• [THE PROBLEM]
Render every line of the items below as a JSON list of strings, one string per line, with blank lines skipped and the pictures left out.

• [LISTING]

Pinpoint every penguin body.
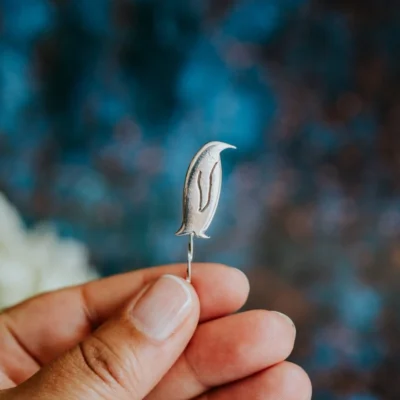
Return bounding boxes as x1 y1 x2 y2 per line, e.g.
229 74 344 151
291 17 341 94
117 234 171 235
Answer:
176 142 235 239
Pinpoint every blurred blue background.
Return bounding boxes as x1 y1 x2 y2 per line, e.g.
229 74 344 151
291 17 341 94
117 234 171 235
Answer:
0 0 400 400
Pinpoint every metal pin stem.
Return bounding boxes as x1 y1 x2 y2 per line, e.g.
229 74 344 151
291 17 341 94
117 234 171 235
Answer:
186 233 194 283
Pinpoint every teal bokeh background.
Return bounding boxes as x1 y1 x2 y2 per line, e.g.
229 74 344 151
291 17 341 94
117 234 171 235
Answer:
0 0 400 400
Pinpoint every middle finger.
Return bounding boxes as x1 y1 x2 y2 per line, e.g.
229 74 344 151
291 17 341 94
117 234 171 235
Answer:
146 310 295 400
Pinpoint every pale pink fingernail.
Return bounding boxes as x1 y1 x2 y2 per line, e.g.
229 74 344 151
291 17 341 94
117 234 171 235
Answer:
132 275 193 341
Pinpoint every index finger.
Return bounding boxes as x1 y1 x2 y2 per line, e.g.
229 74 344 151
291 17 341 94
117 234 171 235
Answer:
0 264 249 372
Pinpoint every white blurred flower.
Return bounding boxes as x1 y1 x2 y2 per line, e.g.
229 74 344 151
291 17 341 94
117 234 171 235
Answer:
0 193 98 309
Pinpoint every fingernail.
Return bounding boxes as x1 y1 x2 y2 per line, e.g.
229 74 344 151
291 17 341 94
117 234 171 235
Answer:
132 275 192 341
273 311 296 334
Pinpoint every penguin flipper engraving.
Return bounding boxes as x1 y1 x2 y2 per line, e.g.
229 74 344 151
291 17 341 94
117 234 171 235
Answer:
176 142 235 239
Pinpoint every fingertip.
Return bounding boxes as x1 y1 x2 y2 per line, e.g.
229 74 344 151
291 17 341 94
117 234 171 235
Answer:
192 264 250 321
264 361 312 400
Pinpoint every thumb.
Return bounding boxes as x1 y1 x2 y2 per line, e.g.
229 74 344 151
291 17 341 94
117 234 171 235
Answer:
10 275 199 400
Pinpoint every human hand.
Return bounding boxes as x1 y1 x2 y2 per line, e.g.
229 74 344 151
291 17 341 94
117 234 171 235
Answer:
0 264 311 400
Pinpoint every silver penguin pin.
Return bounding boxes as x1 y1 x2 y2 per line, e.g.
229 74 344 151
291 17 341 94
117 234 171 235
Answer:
176 142 236 282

• [TASK SOLUTION]
[
  "Pinpoint every penguin body.",
  "Return bounding boxes as x1 y1 x2 y2 per line, e.g.",
  "229 74 344 151",
  "291 17 341 94",
  "117 234 171 235",
  "Answer:",
  "176 142 235 239",
  "Pinpoint every blurred blue background.",
  "Return bounding boxes as x1 y1 x2 y2 per line, e.g.",
  "229 74 344 151",
  "291 17 341 94",
  "117 234 171 235",
  "Answer:",
  "0 0 400 400",
  "Pinpoint every metal pin stem.",
  "Return bounding boxes as x1 y1 x2 y2 per line, e.g.",
  "229 74 344 151",
  "291 17 341 94",
  "117 234 171 235",
  "Answer:",
  "186 233 194 283",
  "Pinpoint every teal bokeh background.",
  "Return bounding boxes as x1 y1 x2 y2 per line, e.g.",
  "229 74 344 151",
  "291 17 341 94",
  "117 234 171 235",
  "Answer:",
  "0 0 400 400",
  "Pinpoint every middle finger.",
  "Return bounding boxes as x1 y1 x2 y2 per line, e.g.",
  "229 74 344 151",
  "291 17 341 94",
  "117 234 171 235",
  "Answer:",
  "146 310 295 400",
  "Pinpoint every pale pink fingernail.",
  "Return bounding boxes as x1 y1 x2 y2 per line, e.g.",
  "229 74 344 151",
  "291 17 341 94",
  "117 234 171 235",
  "Answer:",
  "132 275 193 341",
  "Pinpoint every index finger.",
  "Return bounding boxes as x1 y1 x2 y2 per line, e.g.",
  "229 74 344 151",
  "291 17 341 94",
  "117 234 171 235",
  "Answer:",
  "0 264 249 372",
  "Pinpoint every white blurred flower.",
  "Return bounding boxes as x1 y1 x2 y2 per line, e.g.",
  "229 74 344 151",
  "291 17 341 94",
  "117 234 171 235",
  "Answer:",
  "0 193 98 309",
  "Pinpoint every fingernail.",
  "Return bounding boxes as x1 y1 x2 y2 per line, e.g.",
  "229 74 344 151",
  "291 17 341 94",
  "117 234 171 235",
  "Answer:",
  "132 275 192 341",
  "273 311 296 334",
  "Pinpoint every penguin flipper engraving.",
  "Return bounding boxes as x1 y1 x2 y2 per line, e.g.",
  "229 74 344 151",
  "291 17 341 94",
  "117 234 171 235",
  "Answer:",
  "176 142 235 239",
  "Pinpoint every fingertip.",
  "Return bounding boxes as x1 y1 x2 y2 per line, e.g.",
  "229 74 344 151",
  "291 17 341 94",
  "117 234 171 235",
  "Answer:",
  "192 264 250 321",
  "264 361 312 400",
  "Pinpoint every thumb.",
  "Return bounding boxes as x1 y1 x2 y2 per line, e.g.",
  "229 74 344 151",
  "291 17 341 94",
  "117 234 171 235",
  "Answer:",
  "10 275 199 400",
  "Pinpoint every human hand.",
  "Return bounding boxes as x1 y1 x2 y2 per line, e.g.",
  "229 74 344 151",
  "291 17 341 94",
  "117 234 171 235",
  "Answer:",
  "0 264 311 400",
  "Pinpoint every silver penguin pin.",
  "Return bounding boxes as x1 y1 x2 y2 per line, e.g.",
  "229 74 344 151",
  "291 17 341 94",
  "117 234 171 235",
  "Answer:",
  "176 142 236 282"
]